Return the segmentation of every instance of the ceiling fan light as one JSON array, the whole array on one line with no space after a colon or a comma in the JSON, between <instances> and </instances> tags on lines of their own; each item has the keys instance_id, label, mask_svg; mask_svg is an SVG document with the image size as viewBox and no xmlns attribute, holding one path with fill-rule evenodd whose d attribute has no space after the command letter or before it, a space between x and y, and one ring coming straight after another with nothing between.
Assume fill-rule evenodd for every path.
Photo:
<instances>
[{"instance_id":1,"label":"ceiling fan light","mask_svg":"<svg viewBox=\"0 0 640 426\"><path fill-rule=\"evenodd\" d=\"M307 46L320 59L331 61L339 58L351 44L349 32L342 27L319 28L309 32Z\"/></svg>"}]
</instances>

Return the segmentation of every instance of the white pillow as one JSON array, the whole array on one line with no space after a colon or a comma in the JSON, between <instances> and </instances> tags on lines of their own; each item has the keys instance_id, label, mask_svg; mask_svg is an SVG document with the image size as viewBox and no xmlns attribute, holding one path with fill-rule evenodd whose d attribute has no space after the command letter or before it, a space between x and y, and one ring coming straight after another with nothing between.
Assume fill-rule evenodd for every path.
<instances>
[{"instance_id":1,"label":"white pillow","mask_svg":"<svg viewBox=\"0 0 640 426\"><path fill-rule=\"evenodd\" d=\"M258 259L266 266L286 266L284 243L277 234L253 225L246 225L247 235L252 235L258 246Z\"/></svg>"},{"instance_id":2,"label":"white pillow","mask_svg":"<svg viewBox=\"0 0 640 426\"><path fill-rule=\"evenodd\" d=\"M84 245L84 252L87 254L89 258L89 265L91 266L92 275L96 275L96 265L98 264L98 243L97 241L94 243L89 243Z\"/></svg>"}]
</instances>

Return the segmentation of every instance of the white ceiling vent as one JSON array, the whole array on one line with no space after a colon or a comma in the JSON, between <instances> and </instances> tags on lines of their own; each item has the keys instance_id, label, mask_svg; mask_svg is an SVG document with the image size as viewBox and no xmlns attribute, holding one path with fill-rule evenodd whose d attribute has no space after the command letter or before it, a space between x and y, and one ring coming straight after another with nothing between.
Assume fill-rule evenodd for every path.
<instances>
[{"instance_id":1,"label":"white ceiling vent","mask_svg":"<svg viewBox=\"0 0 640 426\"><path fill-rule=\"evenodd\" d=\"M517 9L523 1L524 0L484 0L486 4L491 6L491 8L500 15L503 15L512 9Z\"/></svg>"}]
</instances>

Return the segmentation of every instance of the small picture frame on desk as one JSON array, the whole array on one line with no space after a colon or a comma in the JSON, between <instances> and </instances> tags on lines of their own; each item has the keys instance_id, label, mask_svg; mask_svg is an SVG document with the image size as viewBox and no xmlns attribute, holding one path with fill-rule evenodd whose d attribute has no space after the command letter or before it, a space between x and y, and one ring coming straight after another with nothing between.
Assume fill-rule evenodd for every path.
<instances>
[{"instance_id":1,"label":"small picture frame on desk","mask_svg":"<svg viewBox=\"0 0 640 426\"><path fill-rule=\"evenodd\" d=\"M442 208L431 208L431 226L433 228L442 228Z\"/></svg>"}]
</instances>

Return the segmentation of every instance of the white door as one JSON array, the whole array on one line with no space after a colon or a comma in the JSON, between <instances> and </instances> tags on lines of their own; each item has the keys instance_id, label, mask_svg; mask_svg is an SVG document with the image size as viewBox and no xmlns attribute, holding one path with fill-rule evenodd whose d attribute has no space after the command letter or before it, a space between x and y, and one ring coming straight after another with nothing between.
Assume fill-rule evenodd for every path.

Problem statement: Output all of the records, keeping every word exact.

Problem solution:
Return the segmentation of every instance of the ceiling fan light as one JSON array, the whole array on one line with no space after a colon or a comma in the JSON, between <instances> and </instances> tags on lines of their own; each item has the keys instance_id, label, mask_svg; mask_svg is an SVG document with the image size as viewBox and no xmlns attribute, holding one path with fill-rule evenodd whose d attribute has no space after the command letter or before it, a space between x and y, and one ring coming straight after another with nothing between.
Assume fill-rule evenodd for every path.
Photo:
<instances>
[{"instance_id":1,"label":"ceiling fan light","mask_svg":"<svg viewBox=\"0 0 640 426\"><path fill-rule=\"evenodd\" d=\"M307 46L320 59L331 61L339 58L351 44L349 32L342 27L319 28L309 32Z\"/></svg>"}]
</instances>

Return the segmentation of every instance of the white pillow as one JSON array, the whole array on one line with no space after a colon or a comma in the JSON, between <instances> and </instances> tags on lines of their own; each item has the keys instance_id, label, mask_svg; mask_svg is an SVG document with the image size as viewBox and no xmlns attribute, holding one path with fill-rule evenodd whose d attribute has no space after the command letter or before it, a space between x and y, and one ring coming straight after another with nothing between.
Assume fill-rule evenodd for every path.
<instances>
[{"instance_id":1,"label":"white pillow","mask_svg":"<svg viewBox=\"0 0 640 426\"><path fill-rule=\"evenodd\" d=\"M258 259L266 266L286 266L284 243L277 234L253 225L246 225L247 235L252 235L258 246Z\"/></svg>"},{"instance_id":2,"label":"white pillow","mask_svg":"<svg viewBox=\"0 0 640 426\"><path fill-rule=\"evenodd\" d=\"M84 245L84 252L87 254L89 258L89 265L91 266L92 275L96 275L96 265L98 264L98 243L97 241L94 243L89 243Z\"/></svg>"}]
</instances>

Return the segmentation of every instance of the white ceiling vent as one JSON array, the whole array on one line with no space after a colon or a comma in the JSON, between <instances> and </instances> tags on lines of their own; each item has the keys instance_id, label, mask_svg; mask_svg is an SVG document with the image size as viewBox and no xmlns attribute, holding one path with fill-rule evenodd whose d attribute has no space after the command letter or before it, a space between x and y, and one ring coming straight after another with nothing between.
Assume fill-rule evenodd for every path.
<instances>
[{"instance_id":1,"label":"white ceiling vent","mask_svg":"<svg viewBox=\"0 0 640 426\"><path fill-rule=\"evenodd\" d=\"M517 9L523 1L524 0L484 0L486 4L491 6L491 8L500 15L503 15L512 9Z\"/></svg>"}]
</instances>

Return the segmentation of every instance of the small picture frame on desk as one JSON array, the whole array on one line with no space after a colon or a comma in the JSON, between <instances> and </instances> tags on lines of their own; each item has the keys instance_id, label, mask_svg; mask_svg is an SVG document with the image size as viewBox and no xmlns attribute, holding one path with fill-rule evenodd whose d attribute has no space after the command letter or before it, a space between x and y, and one ring coming straight after another with nothing between.
Assume fill-rule evenodd for every path.
<instances>
[{"instance_id":1,"label":"small picture frame on desk","mask_svg":"<svg viewBox=\"0 0 640 426\"><path fill-rule=\"evenodd\" d=\"M442 208L431 208L431 226L433 228L442 228Z\"/></svg>"}]
</instances>

Return the segmentation of every instance of the white door as one JSON array, the whole array on one line with no space after a colon or a comma in the JSON, between <instances> and </instances> tags on lines of their own; each item has the keys instance_id, label, mask_svg; mask_svg is an SVG document with the image size as viewBox and no xmlns attribute, holding one path with fill-rule evenodd whose d attribute has no space after the command letter or before it, a space between x and y, and one ring coming straight after another with nothing between.
Assume fill-rule evenodd for every path.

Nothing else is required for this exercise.